=== Section Start ===
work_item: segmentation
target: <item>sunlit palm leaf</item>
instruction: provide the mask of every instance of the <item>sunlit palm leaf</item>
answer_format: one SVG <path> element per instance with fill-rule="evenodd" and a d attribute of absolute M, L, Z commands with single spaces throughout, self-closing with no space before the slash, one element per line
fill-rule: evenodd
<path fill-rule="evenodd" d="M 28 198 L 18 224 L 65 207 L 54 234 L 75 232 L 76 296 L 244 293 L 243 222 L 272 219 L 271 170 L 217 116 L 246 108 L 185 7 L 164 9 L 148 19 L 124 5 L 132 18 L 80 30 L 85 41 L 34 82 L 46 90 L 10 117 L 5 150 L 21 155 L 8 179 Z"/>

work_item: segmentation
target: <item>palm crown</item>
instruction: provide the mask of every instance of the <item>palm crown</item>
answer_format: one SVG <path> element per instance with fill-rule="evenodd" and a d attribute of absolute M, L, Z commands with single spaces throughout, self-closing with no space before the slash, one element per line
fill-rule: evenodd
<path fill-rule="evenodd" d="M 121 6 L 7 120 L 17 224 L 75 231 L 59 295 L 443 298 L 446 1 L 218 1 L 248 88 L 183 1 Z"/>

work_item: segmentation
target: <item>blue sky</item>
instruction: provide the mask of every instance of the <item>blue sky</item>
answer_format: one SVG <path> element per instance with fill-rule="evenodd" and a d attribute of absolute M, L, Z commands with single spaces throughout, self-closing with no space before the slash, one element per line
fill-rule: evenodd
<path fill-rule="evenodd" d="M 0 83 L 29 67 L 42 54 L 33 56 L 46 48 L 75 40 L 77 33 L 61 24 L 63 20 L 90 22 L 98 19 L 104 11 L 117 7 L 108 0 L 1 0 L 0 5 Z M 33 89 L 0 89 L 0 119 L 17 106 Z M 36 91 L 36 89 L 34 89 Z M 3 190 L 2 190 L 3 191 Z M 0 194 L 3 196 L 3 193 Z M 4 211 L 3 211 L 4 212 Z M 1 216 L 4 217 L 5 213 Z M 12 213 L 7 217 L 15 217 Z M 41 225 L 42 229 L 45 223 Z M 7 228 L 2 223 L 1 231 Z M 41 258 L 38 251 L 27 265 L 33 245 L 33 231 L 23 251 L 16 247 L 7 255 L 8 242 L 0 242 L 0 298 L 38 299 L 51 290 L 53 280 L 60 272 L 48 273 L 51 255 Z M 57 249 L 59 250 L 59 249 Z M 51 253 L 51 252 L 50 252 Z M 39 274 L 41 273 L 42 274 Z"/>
=== Section End ===
**EXERCISE**
From the records above, give again exactly the lines running from the line with "the <item>palm crown</item>" to the line with "target: <item>blue sky</item>", inclusive.

**WRITTEN REPLY**
instruction: provide the mask of every instance of the <item>palm crown</item>
answer_format: one SVG <path> element per instance with fill-rule="evenodd" and a d attribute of absolute M, L, Z commands with single spaces throughout, self-closing with no space before the slash, one element per line
fill-rule: evenodd
<path fill-rule="evenodd" d="M 121 6 L 7 120 L 17 224 L 75 231 L 59 295 L 443 298 L 446 1 L 218 1 L 248 88 L 183 1 Z"/>

work_item: segmentation
target: <item>blue sky</item>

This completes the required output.